Passage to read

━━━━━━

I felt that the Mets could justify losing Pete Crow-Armstrong for reasons I laid out in my last post, but they certainly couldn't afford to give up multiple prospects at this point. When you look at what teams received for the most coveted players, the idea that the Mets could land one of them without parting with a couple of their top 5 or 6 prospects seems fairly remote.
On the other hand, it's important to note that, after giving up Crow-Armstrong and not signing Rocker, the Mets essentially have no first-round pick in their system from the past two drafts. For a team trying to transform into the "East Coast Dodgers," that's a big problem.
I'm not going to debate whether or not the Mets should have made an offer to Rocker. Clearly, their medical staff was extremely put off by what they saw during their physical. I will give them the benefit of the doubt when the team says it felt that it was bad enough to walk away from the pitcher and take the comp pick next year. Steve Cohen had a tweet that some people took offense at, but I thought put things very well:
"Education time - Baseball draft picks are worth up to 5x their slot value to clubs .I never shy away from investments that can make me that type of return."
However, even the club has admitted that they made a mistake by not having a backup plan if they failed to sign Rocker. There was no Plan B signing later in the draft where the Mets could have taken the approximately $1.3 million saved on other picks and tried to entice a player headed to college into signing. Instead, they built the final 19 rounds of the draft around signing Rocker.

━━━━━━

Work request A
In the passage about the Mets' draft, about how much money was saved on other picks?
Work request B
Resume the passage about the Mets' draft right after its final sentence, keeping its voice.
The entries after this text are separate material and have no connection to it.

━━━━━━

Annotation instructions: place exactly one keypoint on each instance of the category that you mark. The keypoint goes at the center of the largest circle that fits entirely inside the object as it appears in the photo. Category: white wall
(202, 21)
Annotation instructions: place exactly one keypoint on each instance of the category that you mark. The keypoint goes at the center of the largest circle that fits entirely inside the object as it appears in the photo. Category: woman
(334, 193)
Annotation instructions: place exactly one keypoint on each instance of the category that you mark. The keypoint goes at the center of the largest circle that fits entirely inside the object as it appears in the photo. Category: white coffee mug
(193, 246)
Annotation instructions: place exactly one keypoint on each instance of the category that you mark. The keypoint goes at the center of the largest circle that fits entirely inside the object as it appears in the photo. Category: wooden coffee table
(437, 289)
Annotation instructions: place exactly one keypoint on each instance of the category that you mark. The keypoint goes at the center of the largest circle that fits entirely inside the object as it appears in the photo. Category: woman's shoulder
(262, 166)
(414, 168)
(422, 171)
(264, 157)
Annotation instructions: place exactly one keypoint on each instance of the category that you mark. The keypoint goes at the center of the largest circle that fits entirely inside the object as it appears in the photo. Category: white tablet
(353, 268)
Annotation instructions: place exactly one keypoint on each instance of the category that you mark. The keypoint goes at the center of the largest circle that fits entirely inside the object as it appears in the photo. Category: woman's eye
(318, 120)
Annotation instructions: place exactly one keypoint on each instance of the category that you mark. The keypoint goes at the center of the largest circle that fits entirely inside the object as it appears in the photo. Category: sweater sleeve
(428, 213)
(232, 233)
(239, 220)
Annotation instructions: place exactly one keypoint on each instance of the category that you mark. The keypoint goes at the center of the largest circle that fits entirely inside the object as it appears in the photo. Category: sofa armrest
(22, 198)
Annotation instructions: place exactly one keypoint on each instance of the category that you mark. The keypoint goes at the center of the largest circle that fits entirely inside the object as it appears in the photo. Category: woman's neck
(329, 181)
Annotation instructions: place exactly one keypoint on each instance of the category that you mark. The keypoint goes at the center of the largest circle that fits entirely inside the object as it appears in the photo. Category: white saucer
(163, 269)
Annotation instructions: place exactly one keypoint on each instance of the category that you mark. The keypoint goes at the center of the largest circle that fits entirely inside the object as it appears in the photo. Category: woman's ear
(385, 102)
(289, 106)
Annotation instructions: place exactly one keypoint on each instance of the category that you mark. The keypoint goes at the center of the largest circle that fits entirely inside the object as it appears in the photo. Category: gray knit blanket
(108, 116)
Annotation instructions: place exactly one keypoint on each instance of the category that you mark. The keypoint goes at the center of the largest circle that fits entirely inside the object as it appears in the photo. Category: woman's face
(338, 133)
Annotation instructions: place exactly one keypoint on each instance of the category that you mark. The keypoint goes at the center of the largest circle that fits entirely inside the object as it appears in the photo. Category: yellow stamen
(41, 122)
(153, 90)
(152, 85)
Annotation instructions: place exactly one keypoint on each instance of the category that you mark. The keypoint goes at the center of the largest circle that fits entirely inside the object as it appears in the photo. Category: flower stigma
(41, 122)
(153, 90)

━━━━━━

Task result A
Approximately $1.3 million.

Task result B
The Mets can redeem some of this by drafting successfully next year, including the comp pick for not signing Rocker. What they can't do is get that $1.3 million in spending capital back, nor can they get the lost 2 years of first-round picks back. It's not insurmountable, but it's a stumbling block that will hinder them in building their system into what it needs to be.
Media trolls aside, the Mets didn't help their reputation as a team to be taken seriously by so obviously whiffing on Kumar Rocker, along with their ongoing faltering efforts to take control of an eminently winnable division. I honestly don't care about mean things being written and said about them in the media. I worry about a failure to change the perception of the franchise around baseball that will negatively impact future free agent pursuits and the club's ability to attract the best talent to work for their organization.
The Mets are only in year one of their organizational makeover. They were also hindered by a late start due to the sale of the team not going through until November. But there's clearly a lot of work left to do:
- In the future, there needs to be a contingency plan in place if something goes wrong with signing a top pick. Cohen is right that draft picks are worth more than their slot value to a club. Leaving $1.3 million of potential investment unspent and lost forever is not a smart business practice.
- While every club has endured more than their share of injuries this season, the relentless toll of Mets players heading to the IL should at least call into question if the club is doing everything possible to keep their players on the field.
- The next international signing period starts in January. It's fairly obvious that the Mets need to do everything possible to pull some talent into the system via that route after coming up short in the draft. I don't think they can afford to follow the Rocker disappointment with the sort of mediocre effort internationally that typified the Wilpon years.